* Given request *
Go to the line that contains "like x=645, y=660." and extract it along with every line after it, exactly, through the end of the data below.

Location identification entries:
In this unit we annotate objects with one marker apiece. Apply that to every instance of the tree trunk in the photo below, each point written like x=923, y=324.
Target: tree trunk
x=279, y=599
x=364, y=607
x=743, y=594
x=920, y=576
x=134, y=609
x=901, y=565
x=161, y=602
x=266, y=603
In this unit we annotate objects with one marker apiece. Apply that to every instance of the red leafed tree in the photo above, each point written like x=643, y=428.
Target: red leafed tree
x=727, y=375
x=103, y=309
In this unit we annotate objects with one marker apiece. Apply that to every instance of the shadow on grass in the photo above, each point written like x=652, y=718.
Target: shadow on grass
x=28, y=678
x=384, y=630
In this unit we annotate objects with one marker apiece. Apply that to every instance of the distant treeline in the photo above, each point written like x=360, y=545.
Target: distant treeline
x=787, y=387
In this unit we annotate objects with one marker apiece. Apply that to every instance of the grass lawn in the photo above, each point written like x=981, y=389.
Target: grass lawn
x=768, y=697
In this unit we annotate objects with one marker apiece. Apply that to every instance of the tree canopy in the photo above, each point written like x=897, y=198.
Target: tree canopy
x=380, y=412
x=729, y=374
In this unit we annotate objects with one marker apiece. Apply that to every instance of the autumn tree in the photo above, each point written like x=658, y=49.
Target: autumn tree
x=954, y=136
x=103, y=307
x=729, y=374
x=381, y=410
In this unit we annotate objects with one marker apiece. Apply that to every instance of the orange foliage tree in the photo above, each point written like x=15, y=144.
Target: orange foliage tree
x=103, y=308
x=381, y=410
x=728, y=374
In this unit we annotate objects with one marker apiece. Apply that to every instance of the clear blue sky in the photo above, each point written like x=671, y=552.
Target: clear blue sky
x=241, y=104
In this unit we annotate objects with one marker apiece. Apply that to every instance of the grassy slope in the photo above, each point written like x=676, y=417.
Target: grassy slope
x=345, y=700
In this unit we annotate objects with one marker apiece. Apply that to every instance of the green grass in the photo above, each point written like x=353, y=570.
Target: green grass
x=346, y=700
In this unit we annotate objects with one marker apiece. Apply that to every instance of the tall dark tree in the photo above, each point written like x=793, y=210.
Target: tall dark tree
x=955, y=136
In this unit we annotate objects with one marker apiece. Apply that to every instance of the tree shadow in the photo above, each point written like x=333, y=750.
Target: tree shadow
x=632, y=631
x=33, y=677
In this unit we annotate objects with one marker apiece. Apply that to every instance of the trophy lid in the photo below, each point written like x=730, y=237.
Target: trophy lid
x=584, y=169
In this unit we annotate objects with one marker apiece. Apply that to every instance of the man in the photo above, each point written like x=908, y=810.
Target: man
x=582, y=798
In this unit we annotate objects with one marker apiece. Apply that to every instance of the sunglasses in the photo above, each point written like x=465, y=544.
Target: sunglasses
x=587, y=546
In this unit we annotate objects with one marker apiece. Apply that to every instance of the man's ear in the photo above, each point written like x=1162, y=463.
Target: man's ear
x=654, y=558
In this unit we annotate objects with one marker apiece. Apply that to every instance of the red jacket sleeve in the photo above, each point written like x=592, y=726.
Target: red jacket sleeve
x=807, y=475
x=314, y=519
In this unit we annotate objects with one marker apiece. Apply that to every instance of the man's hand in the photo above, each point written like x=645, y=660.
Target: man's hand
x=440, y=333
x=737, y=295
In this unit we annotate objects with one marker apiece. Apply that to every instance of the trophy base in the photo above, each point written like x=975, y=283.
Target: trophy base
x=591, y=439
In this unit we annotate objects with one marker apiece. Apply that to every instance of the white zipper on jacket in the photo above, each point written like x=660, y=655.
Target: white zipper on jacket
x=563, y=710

* Written response *
In this unit we annotate objects with one marker apiece. Apply that to every instance of the man's hand in the photo above, each point written like x=645, y=660.
Target: man's hand
x=440, y=333
x=737, y=295
In this unit we annotate objects with one marker apiece. Apply that to every instance of the trophy base in the photo above, each point written like x=975, y=283.
Target: trophy base
x=591, y=439
In this unit we annotate objects with one marker apiece. Apply that to every instance of the white zipper on jacket in the photo above, each point written like x=660, y=655.
Target: white zipper on jacket
x=563, y=710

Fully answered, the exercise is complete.